* [DOEL OPDRACHT]: Welke reden geeft de directeur in de brontekst voor het niet aanzeggen van een rapport aan klager?

* [BRONTEKST]:
↓↓↓

De beklagcommissie heeft het beklag ongegrond verklaard op de gronden als in de aangehechte uitspraak weergegeven.

2. De standpunten van klager en de directeur
Door en namens klager is in beroep het tegenover de beklagcommissie ingenomen standpunt als volgt toegelicht.
Er is een piw-er Marco met wie meerdere gedetineerden problemen ervaren. Dit probleem zou worden aangekaart. Hiervoor is een brief opgesteld met een handtekeningenlijst. Klager heeft zijn handtekening ook op deze lijst gezet. Hij heeft de brief niet
opgesteld en gelezen, maar kon zich wel in de boodschap vinden. Het was de bedoeling dat die brief naar de Gedetineerdencommissie gestuurd zou worden, om het gedeelde probleem met die piw-er bespreekbaar te maken. Bij een celinspectie van een andere
gedetineerde is deze brief gevonden. Naar aanleiding hiervan heeft de directeur de gedetineerden gesproken die vermeld stonden op de handtekeningenlijst. De directeur heeft de gedetineerden een keuze voorgehouden. Als klager toegaf dat de inhoud van de
brief grensoverschrijdend was, dan zou een voorwaardelijke straf opgelegd worden. Klager heeft echter aangegeven dat hij zich wel kon vinden in de inhoud van de brief zodat aan klager een onvoorwaardelijke straf is opgelegd. Klager vindt dat hij voor
zijn mening mag uitkomen. Hij heeft tijdens dit gesprek met de directeur gezegd dat de directeur over kwam als piw-er Marco. Hij heeft hem geen racist genoemd. Het klopt dat hij heeft gezegd “dat hij geen hond is”, maar daarmee bedoelde hij dat hij wel
een mening mag hebben.

Namens de directeur is in beroep zijn tegenover de beklagcommissie ingenomen standpunt als volgt toegelicht.
De betreffende brief is gevonden tijdens een celinspectie. De inhoud van de brief is aangemerkt als opruiing. Naar aanleiding hiervan heeft de directeur alle gedetineerden apart gesproken. De gedetineerden die aan de directeur hebben aangegeven dat de
brief inderdaad opruiend was, hebben een voorwaardelijke straf opgelegd gekregen. De gedetineerden die achter de inhoud gingen staan, hebben een onvoorwaardelijk disciplinaire straf opgelegd gekregen. Zo ook klager. Dit heeft te maken met hun
opstelling. Er is geen verslag beschikbaar van het aantreffen van de brief. Aan klager is geen rapport aangezegd, omdat de directeur klager zelf heeft opgeroepen en zelf heeft waargenomen hoe klager zich opstelde en dit was grensoverschrijdend. De
directeur heeft ook met de betreffende piw-er gesproken. Hij is integer en streng, maar zeker niet racistisch.

3. De beoordeling
Artikel 50, eerste lid, van de Pbw schrijft het volgende voor: Indien een ambtenaar of medewerker constateert dat een gedetineerde betrokken is bij feiten die onverenigbaar zijn met de orde of de veiligheid in de inrichting dan wel met de ongestoorde
tenuitvoerlegging van de vrijheidsbeneming en hij voornemens is daarover aan de directeur schriftelijk verslag te doen, deelt hij dit de gedetineerde mede.

↑↑↑

* [GEËXTRAHEERD MATERIAAL]:
↓↓↓

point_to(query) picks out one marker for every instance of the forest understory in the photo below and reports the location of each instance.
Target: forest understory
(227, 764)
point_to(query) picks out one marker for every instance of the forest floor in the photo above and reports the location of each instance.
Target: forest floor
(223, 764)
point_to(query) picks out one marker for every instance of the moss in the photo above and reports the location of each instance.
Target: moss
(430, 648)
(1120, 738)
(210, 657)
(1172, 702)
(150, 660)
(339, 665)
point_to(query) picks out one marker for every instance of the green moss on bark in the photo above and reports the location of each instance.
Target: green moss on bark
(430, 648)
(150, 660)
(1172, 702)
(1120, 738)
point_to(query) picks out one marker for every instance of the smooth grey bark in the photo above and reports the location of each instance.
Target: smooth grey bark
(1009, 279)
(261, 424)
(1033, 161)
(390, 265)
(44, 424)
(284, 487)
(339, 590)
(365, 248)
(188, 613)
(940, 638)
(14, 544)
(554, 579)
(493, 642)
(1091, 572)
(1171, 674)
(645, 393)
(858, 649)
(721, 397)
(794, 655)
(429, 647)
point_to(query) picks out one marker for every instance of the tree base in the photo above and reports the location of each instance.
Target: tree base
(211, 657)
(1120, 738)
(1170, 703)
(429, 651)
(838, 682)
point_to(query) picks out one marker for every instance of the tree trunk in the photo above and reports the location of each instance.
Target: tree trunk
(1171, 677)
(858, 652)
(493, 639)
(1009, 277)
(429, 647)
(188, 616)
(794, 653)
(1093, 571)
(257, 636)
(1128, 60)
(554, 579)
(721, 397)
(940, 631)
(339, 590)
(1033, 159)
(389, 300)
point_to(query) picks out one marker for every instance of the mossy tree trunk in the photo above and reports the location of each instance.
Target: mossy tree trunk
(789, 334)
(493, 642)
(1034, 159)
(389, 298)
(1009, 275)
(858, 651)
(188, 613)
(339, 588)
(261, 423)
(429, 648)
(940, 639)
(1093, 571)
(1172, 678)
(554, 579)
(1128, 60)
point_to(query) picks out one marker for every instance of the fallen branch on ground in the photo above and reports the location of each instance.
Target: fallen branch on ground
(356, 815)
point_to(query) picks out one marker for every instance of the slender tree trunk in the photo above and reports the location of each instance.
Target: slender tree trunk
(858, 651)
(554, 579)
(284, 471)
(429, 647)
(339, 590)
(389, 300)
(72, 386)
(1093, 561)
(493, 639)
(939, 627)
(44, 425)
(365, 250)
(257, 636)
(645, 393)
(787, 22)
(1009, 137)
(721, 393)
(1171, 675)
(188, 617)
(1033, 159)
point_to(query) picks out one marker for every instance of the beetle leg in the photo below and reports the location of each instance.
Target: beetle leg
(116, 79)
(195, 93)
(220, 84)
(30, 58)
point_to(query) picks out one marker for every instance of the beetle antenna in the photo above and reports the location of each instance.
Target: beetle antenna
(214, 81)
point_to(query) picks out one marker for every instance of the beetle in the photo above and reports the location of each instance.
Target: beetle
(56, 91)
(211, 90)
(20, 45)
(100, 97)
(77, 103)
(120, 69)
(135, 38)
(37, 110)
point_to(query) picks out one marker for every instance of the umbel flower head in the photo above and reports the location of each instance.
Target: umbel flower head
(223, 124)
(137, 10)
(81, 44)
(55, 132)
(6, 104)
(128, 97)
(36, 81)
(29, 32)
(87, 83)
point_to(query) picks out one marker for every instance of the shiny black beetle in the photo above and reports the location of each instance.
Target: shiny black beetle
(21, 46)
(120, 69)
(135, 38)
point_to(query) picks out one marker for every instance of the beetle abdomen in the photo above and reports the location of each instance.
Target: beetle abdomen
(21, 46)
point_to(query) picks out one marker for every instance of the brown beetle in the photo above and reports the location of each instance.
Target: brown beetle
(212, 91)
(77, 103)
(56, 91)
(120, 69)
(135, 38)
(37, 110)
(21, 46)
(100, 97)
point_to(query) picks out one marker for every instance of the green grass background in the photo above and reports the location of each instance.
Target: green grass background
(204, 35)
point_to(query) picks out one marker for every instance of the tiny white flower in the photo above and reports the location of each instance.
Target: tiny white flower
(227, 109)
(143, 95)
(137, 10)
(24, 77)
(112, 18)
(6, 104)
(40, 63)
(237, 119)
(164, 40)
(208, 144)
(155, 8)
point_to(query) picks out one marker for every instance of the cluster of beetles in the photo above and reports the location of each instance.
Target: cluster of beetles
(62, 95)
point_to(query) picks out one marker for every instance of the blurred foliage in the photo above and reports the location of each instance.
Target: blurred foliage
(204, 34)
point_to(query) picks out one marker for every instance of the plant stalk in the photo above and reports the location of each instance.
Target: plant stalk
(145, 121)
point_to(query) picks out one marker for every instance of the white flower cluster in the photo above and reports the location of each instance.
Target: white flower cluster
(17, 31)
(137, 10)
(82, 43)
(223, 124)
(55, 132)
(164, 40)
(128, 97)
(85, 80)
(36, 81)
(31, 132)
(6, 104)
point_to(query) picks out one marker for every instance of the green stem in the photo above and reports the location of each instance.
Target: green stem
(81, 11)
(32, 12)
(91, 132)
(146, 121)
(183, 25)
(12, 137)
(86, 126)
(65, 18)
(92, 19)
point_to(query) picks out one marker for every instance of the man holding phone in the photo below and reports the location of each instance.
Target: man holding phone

↑↑↑

* [UITWERKING]: De directeur had klager zelf opgeroepen en zelf waargenomen hoe klager zich opstelde, en dit was grensoverschrijdend.